われわれの日常生活では、Twitterやfacebookなどのソーシャルメディアでの発言や、Googleでの検索履歴、amazonでの購入履歴はもちろん、自家用車や公共交通機関での移動記録や、スマホによる位置情報や通話記録、一日の歩数や体温などの健康情報まで、さまざまな情報が「トラッキング」されている。

 これらのわれわれ自身に関するさまざまなデータに対しては、「コグニファイング(=認知化)」のプロセスが可能になる。冒頭のスーパーの例では、買い物履歴のパターンをコンピュータが「認知」し、その人が次に必要とするであろう商品を予測した。白血病治療の例ではAIが膨大な論文情報をもとに患者の症状を「認知」し、病名や治療法を診断した。

 いくら便利になるからといっても、「トラッキング」や「コグニファイング」が進んでいくことには、抵抗感がつきまとうのではないだろうか。高い知性を身につけ、あらゆる物事を認知できるようになったAIに、人間は仕事を奪われたり支配されてしまうのではないかと不安にも思う。

 スティーブン・ホーキング博士は、2014年に受けたインタビューで「完全な人工知能を開発できたら、それは人類の終焉を意味するかもしれない」と発言している。もし仮にAIが人間の知能に追いつき、追い越すようになったりすれば、そのものすごいスピードに、ゆっくりとしか進化できない人間は二度と追いつけないだろう。

=== データ ===

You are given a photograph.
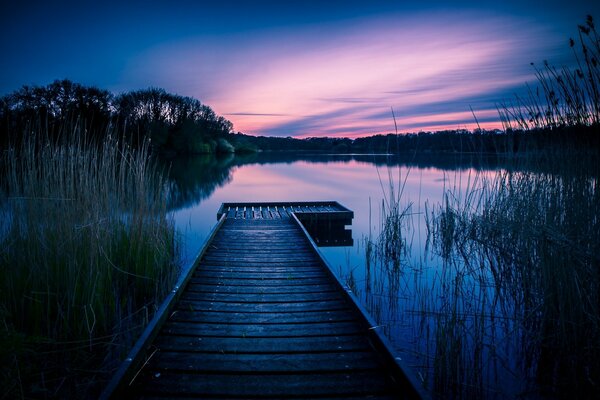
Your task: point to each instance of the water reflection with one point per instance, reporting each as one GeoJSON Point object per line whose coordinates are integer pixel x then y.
{"type": "Point", "coordinates": [443, 303]}
{"type": "Point", "coordinates": [194, 179]}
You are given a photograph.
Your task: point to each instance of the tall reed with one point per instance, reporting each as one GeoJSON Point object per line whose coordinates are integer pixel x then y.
{"type": "Point", "coordinates": [86, 251]}
{"type": "Point", "coordinates": [568, 96]}
{"type": "Point", "coordinates": [530, 247]}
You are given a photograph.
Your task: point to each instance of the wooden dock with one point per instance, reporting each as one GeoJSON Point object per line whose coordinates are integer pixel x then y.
{"type": "Point", "coordinates": [261, 315]}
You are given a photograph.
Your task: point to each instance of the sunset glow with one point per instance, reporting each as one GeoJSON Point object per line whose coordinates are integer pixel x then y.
{"type": "Point", "coordinates": [315, 70]}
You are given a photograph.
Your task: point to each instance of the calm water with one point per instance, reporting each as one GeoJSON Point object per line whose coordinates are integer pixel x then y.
{"type": "Point", "coordinates": [417, 301]}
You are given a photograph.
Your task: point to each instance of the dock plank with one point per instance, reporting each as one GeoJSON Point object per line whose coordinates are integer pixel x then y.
{"type": "Point", "coordinates": [262, 317]}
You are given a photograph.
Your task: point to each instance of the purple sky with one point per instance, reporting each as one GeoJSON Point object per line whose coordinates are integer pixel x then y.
{"type": "Point", "coordinates": [299, 68]}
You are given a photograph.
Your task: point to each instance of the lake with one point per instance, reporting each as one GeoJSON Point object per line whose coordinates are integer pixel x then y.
{"type": "Point", "coordinates": [445, 312]}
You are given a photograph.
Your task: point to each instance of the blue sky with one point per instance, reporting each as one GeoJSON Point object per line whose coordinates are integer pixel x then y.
{"type": "Point", "coordinates": [305, 68]}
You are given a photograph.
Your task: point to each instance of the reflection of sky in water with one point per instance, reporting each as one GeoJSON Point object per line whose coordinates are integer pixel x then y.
{"type": "Point", "coordinates": [353, 184]}
{"type": "Point", "coordinates": [362, 187]}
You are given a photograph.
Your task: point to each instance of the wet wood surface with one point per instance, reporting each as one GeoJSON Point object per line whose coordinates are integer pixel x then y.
{"type": "Point", "coordinates": [262, 317]}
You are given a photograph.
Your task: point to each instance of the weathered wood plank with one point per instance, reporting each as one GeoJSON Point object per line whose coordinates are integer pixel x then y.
{"type": "Point", "coordinates": [332, 305]}
{"type": "Point", "coordinates": [197, 287]}
{"type": "Point", "coordinates": [259, 282]}
{"type": "Point", "coordinates": [263, 330]}
{"type": "Point", "coordinates": [253, 385]}
{"type": "Point", "coordinates": [261, 297]}
{"type": "Point", "coordinates": [259, 269]}
{"type": "Point", "coordinates": [263, 345]}
{"type": "Point", "coordinates": [183, 315]}
{"type": "Point", "coordinates": [262, 318]}
{"type": "Point", "coordinates": [265, 363]}
{"type": "Point", "coordinates": [262, 275]}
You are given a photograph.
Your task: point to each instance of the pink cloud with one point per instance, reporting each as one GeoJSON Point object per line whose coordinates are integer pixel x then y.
{"type": "Point", "coordinates": [333, 80]}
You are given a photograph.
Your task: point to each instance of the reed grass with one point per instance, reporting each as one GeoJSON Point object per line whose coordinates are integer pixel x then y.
{"type": "Point", "coordinates": [529, 246]}
{"type": "Point", "coordinates": [568, 96]}
{"type": "Point", "coordinates": [86, 251]}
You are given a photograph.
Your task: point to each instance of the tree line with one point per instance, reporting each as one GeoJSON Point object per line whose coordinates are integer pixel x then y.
{"type": "Point", "coordinates": [172, 123]}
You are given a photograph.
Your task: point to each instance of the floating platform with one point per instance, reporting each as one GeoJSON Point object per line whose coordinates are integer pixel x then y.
{"type": "Point", "coordinates": [261, 315]}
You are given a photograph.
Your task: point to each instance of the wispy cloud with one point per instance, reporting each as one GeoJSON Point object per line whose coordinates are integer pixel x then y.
{"type": "Point", "coordinates": [341, 79]}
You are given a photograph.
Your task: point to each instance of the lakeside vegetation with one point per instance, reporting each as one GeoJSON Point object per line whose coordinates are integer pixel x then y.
{"type": "Point", "coordinates": [87, 249]}
{"type": "Point", "coordinates": [507, 289]}
{"type": "Point", "coordinates": [87, 252]}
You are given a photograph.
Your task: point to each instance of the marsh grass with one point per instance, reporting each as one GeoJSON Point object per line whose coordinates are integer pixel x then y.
{"type": "Point", "coordinates": [566, 96]}
{"type": "Point", "coordinates": [524, 247]}
{"type": "Point", "coordinates": [86, 251]}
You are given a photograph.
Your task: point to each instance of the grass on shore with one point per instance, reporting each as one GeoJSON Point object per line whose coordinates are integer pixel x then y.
{"type": "Point", "coordinates": [86, 251]}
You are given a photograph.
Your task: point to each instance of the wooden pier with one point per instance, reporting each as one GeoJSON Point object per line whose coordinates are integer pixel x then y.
{"type": "Point", "coordinates": [261, 315]}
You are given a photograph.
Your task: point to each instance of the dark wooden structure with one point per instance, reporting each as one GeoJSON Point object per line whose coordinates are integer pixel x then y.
{"type": "Point", "coordinates": [261, 315]}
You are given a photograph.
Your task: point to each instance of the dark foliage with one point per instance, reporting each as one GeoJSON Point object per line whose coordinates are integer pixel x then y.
{"type": "Point", "coordinates": [173, 123]}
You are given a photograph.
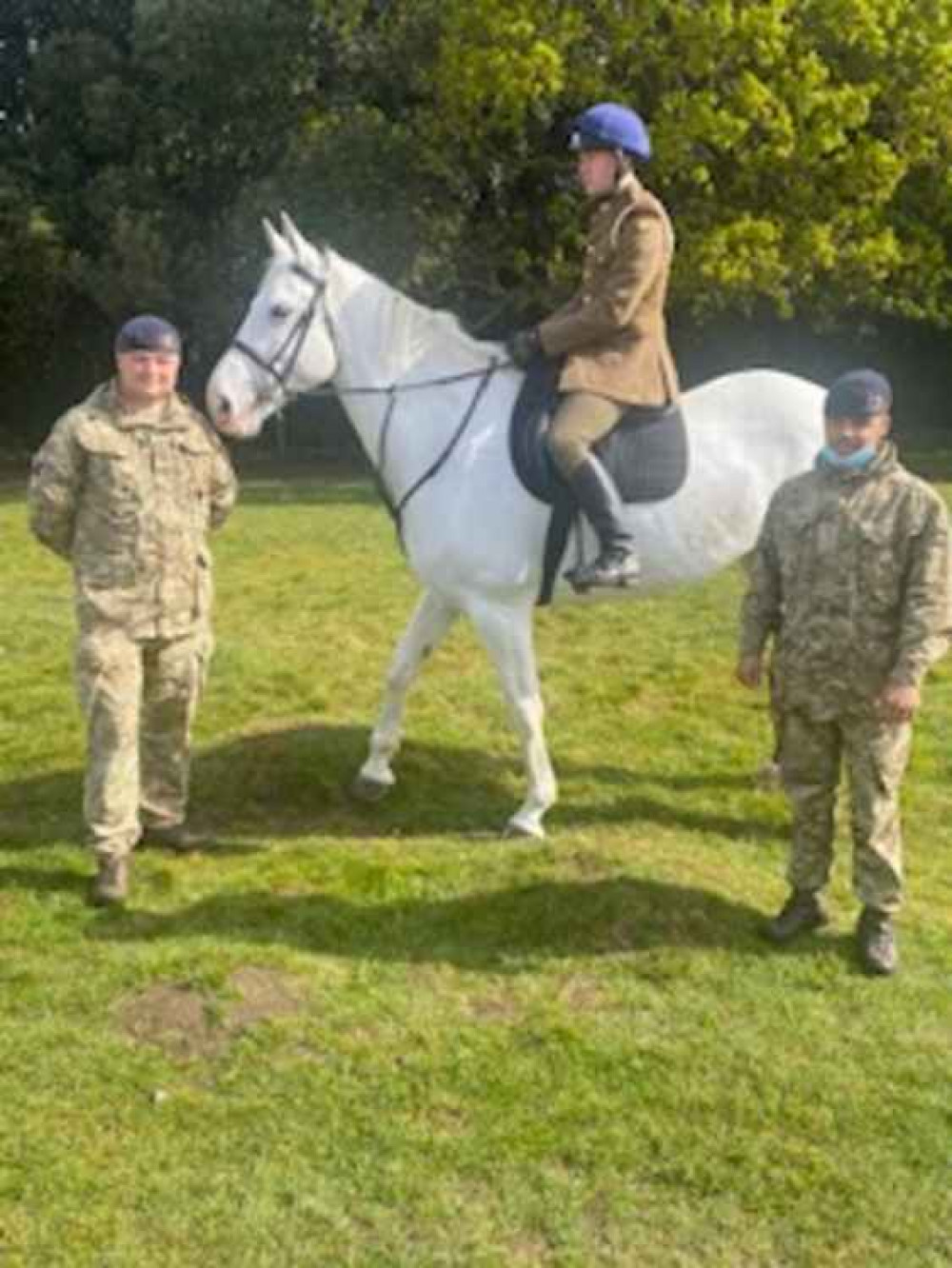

=== 課題の要件 ===
トラッキングとAIを論じた学習テキストを、最後の文の続きから書き進めてください。 この作業に記録は一切関係しません。

=== 解答 ===
 しかしケリー氏は、そのような可能性は信じていないようだ。AIやコンピュータについては、警戒しながら、うまく利用していけばうまくいくはず、と言っている。

 ケリー氏は、今世紀が終わるまでに、現存する職業の70%が、より進化したオートメーションやロボットに置き換えられると予測している。しかし「人間の仕事はなくならない」と断言する。なぜなら、これまでも、われわれが発明したものがわれわれに新たな仕事をもたらしてきているからだ。

 よく考えれば、現在われわれがやっている仕事のほとんどは100年前にはなかった仕事だ。工場の生産管理、さまざまな商品の設計や品質管理、システム開発やプログラミング、Webデザインやオンラインゲーム制作などは、オートメーションやコンピュータの発明なしではできなかった仕事だ。